** Aim **
Reproduce exactly the lines from the one containing "facade as a single point per instance." through the last line of the data, both ends included.
[BEGIN Exercise inputs]
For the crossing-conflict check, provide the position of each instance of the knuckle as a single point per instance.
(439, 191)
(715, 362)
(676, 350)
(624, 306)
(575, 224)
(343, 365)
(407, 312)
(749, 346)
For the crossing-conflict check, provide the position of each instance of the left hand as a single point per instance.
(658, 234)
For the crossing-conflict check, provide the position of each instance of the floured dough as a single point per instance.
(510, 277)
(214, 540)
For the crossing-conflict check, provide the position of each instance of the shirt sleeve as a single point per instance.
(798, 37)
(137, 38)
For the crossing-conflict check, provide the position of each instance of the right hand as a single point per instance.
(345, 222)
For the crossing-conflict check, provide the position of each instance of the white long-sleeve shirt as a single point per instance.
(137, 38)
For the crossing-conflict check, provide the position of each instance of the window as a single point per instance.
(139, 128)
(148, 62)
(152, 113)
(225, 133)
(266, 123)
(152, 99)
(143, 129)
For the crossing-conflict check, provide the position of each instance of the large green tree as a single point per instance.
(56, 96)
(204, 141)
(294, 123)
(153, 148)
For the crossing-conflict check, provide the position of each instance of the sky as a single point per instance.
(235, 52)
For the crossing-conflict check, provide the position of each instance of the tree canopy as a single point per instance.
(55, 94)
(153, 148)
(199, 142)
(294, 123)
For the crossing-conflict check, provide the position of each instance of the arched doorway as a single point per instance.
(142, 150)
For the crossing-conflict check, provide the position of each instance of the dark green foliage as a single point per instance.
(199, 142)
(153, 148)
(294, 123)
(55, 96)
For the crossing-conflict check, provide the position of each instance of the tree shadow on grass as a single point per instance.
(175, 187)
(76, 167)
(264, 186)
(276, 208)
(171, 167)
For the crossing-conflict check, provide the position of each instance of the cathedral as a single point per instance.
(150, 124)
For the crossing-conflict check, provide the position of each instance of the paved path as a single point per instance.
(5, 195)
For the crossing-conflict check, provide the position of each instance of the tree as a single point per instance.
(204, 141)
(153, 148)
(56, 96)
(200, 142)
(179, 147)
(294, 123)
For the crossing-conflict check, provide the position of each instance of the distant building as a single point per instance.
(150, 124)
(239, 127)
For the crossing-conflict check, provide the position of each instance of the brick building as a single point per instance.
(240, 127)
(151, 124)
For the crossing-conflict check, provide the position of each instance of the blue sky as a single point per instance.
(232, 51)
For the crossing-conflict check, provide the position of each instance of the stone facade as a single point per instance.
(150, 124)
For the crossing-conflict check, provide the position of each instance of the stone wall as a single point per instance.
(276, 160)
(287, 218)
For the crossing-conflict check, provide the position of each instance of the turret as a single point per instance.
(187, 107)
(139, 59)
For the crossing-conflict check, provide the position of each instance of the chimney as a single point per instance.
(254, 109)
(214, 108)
[END Exercise inputs]
** Complete answer **
For the crossing-conflict check, provide the position of each instance of the stone facade as a single point per instance.
(150, 124)
For the crossing-conflict check, provide the position of each instance of the stone wall as a single point per instance.
(276, 160)
(287, 218)
For the crossing-conflict check, provide the position of each instance of the turret as a single point per instance.
(187, 107)
(139, 59)
For the crossing-conflict check, provide the position of each instance of the chimney as a single point per instance.
(254, 109)
(214, 108)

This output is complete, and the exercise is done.